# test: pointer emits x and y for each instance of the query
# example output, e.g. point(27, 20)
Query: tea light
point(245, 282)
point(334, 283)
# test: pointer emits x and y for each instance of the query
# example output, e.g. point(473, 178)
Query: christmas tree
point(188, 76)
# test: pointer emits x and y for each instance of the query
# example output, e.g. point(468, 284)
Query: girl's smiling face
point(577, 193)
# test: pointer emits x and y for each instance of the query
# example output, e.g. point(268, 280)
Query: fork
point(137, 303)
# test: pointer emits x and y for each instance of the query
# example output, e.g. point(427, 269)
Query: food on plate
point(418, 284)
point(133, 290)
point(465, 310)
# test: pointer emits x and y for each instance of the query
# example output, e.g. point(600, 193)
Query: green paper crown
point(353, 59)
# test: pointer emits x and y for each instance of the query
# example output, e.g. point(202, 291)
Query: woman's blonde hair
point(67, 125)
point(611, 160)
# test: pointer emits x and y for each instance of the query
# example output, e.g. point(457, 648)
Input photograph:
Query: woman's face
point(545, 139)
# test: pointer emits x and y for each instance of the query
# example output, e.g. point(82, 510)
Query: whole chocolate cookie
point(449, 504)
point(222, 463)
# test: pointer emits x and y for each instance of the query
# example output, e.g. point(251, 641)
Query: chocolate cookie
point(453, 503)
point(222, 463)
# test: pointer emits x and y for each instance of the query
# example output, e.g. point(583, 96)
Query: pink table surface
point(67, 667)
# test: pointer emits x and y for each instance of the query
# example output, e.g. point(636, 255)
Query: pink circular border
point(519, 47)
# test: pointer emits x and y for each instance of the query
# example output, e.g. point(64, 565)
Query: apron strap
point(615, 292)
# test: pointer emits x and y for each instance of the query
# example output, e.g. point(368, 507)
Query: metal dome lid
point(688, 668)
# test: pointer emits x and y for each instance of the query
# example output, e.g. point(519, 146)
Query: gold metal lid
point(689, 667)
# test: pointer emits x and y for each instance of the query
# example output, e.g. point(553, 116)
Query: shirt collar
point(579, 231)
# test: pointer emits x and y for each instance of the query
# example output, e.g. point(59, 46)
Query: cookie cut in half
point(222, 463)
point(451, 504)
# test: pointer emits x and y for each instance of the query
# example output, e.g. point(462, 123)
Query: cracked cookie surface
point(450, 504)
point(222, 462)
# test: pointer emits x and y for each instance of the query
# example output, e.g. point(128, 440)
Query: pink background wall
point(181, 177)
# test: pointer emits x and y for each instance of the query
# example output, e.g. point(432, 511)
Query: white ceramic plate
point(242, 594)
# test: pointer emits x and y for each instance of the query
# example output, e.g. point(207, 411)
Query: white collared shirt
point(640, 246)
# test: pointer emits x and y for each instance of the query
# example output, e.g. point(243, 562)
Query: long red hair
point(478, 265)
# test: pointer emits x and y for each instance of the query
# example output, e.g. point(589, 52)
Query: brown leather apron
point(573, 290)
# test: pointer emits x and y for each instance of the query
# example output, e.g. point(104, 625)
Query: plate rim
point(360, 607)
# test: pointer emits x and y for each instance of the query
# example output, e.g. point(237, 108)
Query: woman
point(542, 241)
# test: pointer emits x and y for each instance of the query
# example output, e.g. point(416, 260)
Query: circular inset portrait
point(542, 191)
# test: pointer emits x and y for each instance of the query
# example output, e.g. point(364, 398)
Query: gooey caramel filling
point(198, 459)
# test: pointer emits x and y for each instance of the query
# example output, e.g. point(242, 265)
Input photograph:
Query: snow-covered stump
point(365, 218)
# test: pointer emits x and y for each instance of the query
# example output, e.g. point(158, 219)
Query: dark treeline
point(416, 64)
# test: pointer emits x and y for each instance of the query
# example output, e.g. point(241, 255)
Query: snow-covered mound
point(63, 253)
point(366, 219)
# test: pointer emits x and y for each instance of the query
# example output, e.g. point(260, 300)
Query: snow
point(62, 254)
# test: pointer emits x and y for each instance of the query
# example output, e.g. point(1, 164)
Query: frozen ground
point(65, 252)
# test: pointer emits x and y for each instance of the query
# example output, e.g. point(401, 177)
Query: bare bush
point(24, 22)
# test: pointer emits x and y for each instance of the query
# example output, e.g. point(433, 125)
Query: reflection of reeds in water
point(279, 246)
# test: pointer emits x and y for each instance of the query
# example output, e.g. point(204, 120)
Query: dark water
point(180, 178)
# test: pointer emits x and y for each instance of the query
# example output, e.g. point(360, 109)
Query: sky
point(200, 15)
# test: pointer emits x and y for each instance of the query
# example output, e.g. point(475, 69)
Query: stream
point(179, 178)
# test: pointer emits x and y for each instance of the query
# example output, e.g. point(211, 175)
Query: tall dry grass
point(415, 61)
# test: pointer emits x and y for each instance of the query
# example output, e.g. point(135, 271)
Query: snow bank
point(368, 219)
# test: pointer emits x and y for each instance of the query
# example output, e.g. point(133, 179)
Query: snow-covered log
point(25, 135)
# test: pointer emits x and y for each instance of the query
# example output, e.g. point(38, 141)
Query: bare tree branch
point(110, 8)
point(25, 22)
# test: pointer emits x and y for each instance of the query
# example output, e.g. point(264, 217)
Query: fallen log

====================

▸ Instructions to follow
Write out exactly the final stretch of the listing above, beginning at the line that contains "Query: frozen ground" and ending at its last line, with nothing added.

▸ Output for this task
Query: frozen ground
point(65, 252)
# test: pointer emits x and y for each instance of the query
# example output, e.g. point(401, 177)
Query: bare bush
point(24, 22)
# test: pointer emits x and y for each instance of the query
# example output, e.g. point(433, 125)
Query: reflection of reeds in water
point(279, 246)
# test: pointer emits x and y for each instance of the query
# example output, e.g. point(204, 120)
Query: dark water
point(180, 178)
# test: pointer emits x and y for each instance of the query
# example output, e.g. point(360, 109)
Query: sky
point(200, 15)
# test: pointer emits x and y for each instance of the query
# example output, e.g. point(475, 69)
Query: stream
point(179, 178)
# test: pointer emits x and y for each instance of the query
# example output, e.g. point(211, 175)
Query: tall dry grass
point(415, 61)
# test: pointer emits x and y for each instance of the query
# example output, e.g. point(135, 271)
Query: snow bank
point(368, 219)
# test: pointer emits x and y for each instance of the query
# example output, e.g. point(133, 179)
Query: snow-covered log
point(25, 135)
# test: pointer emits x and y for each instance of the query
# example output, e.g. point(38, 141)
Query: bare tree branch
point(110, 8)
point(25, 22)
# test: pointer emits x and y for each instance of the query
# example output, e.g. point(264, 217)
Query: fallen log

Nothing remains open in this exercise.